Exercise a: In the listing below, find every line that contains the word "rear" and copy each one.

Source extract:
Sven Birkerts: I’m not a dreaming literalist, but I had a very busy dream last night in which you and I were in some seaside town carrying on a conversation—and I woke up with the feeling that we had already talked.

Saul Bellow: Well, if you believe in reincarnation, we may have had our conversation already.

Birkerts: I had a first question that came to me as I was driving over here. I wondered if you had ever had the self-congratulatory thought that you had lucked out and gotten in under the wire as a writer of fiction, had been born into the last great era of possibility for the novel?

Bellow: Well, that you should think that is only natural. Of course I’ve thought that. I don’t like to live in a historical scheme of any kind . . . . I’ve always protested when someone says “first feudalism, then capitalism . . .” I don’t take to it very kindly because it really doesn’t tell me anything. I see now that this has been applied to the kind of writing I’ve done all my life—fiction. “It’s over,” and so on . . . . The novel has been outflanked, outclassed, or it’s historically inappropriate. I hear this from writers.

Birkerts: Do you think this is because of a media shift, the fact that we’ve hit yet another watershed, and that there’s no going back now that the electronic demon is here?

Bellow: It isn’t just the electronic demon, it’s also the question of whether it isn’t the novelty which is temporarily too enticing to reject—so everybody gives himself to it, people stop reading . . . . But of course these things go in cycles. I don’t “believe” in history, but I’ve seen cycles myself. No, I don’t believe in historical analysis in the hands of amateurs. I don’t know if anything has ended. To say that it has ended means that the chronicling of the inner life has come to an end.

Birkerts: Exactly.

Bellow: Or is in the hands of psychologists. I shudder at how the inner life would fare in psychologists’ hands. I don’t knock films or television shows, but they nail you down to a kind of externality. Nothing is going to be communicated which demands a softer approach—or let’s say a more insidious approach—into the soul. These conditions can sometimes be reflected in movies or television, but they’re not always suited to that. People like to think that they’ve captured what is widely accepted in public—and profitable.

Record set:
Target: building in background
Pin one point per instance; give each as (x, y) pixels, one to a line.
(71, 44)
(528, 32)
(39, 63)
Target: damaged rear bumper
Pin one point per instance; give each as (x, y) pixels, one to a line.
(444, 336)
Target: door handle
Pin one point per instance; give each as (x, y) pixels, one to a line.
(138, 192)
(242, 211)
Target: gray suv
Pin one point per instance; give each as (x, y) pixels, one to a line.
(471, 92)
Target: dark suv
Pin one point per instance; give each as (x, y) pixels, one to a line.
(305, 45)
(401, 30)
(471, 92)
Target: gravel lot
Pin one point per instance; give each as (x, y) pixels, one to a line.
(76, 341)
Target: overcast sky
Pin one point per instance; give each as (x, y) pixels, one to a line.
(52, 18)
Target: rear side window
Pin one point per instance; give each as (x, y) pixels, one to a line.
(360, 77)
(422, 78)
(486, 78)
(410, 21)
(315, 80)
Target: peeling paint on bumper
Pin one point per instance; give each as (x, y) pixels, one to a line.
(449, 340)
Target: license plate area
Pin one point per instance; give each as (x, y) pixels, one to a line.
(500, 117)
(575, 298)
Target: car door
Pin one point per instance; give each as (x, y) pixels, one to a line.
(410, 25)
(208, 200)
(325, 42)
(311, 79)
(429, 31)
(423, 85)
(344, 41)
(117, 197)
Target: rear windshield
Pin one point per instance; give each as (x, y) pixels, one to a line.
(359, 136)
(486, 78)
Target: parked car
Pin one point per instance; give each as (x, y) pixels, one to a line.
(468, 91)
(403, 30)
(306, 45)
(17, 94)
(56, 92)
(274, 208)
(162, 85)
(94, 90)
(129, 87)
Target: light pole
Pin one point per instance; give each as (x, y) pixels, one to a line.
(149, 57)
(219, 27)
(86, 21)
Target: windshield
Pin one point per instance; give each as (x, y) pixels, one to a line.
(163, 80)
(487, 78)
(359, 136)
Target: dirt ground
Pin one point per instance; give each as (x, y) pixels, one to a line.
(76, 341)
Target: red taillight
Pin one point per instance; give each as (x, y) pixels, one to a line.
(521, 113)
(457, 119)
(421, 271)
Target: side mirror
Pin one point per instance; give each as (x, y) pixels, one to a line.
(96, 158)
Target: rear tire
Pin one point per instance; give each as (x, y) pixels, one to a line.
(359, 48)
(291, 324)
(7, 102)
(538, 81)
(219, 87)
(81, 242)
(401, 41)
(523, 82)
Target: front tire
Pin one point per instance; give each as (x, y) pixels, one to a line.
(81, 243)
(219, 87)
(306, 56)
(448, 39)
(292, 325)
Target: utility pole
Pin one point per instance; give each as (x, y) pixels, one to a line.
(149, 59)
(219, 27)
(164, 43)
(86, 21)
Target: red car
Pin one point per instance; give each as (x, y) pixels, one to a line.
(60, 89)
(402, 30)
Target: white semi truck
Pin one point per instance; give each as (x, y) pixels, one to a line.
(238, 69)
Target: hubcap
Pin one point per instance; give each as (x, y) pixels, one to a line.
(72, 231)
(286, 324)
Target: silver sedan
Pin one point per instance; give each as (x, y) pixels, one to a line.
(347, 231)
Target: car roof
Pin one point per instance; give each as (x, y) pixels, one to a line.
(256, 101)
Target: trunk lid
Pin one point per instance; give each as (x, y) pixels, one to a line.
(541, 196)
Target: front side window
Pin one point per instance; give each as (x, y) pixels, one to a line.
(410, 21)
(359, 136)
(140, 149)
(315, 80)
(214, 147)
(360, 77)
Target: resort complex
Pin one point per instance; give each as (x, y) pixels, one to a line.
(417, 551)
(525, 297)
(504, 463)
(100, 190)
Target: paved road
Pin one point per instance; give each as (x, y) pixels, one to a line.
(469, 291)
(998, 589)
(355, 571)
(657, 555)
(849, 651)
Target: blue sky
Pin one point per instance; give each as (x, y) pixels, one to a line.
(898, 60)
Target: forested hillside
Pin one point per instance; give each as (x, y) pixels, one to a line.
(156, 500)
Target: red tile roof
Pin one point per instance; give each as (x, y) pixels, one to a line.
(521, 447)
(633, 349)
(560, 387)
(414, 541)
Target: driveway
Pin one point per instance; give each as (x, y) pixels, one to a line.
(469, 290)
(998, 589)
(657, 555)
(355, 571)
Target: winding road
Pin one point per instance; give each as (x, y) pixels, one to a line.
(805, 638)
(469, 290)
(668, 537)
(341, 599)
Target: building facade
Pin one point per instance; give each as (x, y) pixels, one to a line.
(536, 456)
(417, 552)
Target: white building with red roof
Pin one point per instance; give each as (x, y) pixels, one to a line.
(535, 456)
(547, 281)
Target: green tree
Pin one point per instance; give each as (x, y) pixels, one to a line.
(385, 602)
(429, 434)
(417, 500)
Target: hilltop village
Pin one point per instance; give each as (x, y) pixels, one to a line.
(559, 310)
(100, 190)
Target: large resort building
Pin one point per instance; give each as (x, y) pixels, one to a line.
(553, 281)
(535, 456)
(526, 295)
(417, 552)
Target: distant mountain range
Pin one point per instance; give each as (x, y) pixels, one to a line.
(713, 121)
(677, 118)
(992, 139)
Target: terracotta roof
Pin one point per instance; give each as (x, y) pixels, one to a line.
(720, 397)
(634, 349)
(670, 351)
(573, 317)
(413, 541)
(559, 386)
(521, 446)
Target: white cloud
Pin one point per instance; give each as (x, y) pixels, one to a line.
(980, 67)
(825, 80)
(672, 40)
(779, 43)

Exercise b: Write out the passage of the interview above that opens with "Sven Birkerts: I’m" and closes with "had already talked.", copying it word for word.

Finished answer a:
Target: damaged rear bumper
Target: rear side window
Target: rear windshield
Target: rear tire

Finished answer b:
Sven Birkerts: I’m not a dreaming literalist, but I had a very busy dream last night in which you and I were in some seaside town carrying on a conversation—and I woke up with the feeling that we had already talked.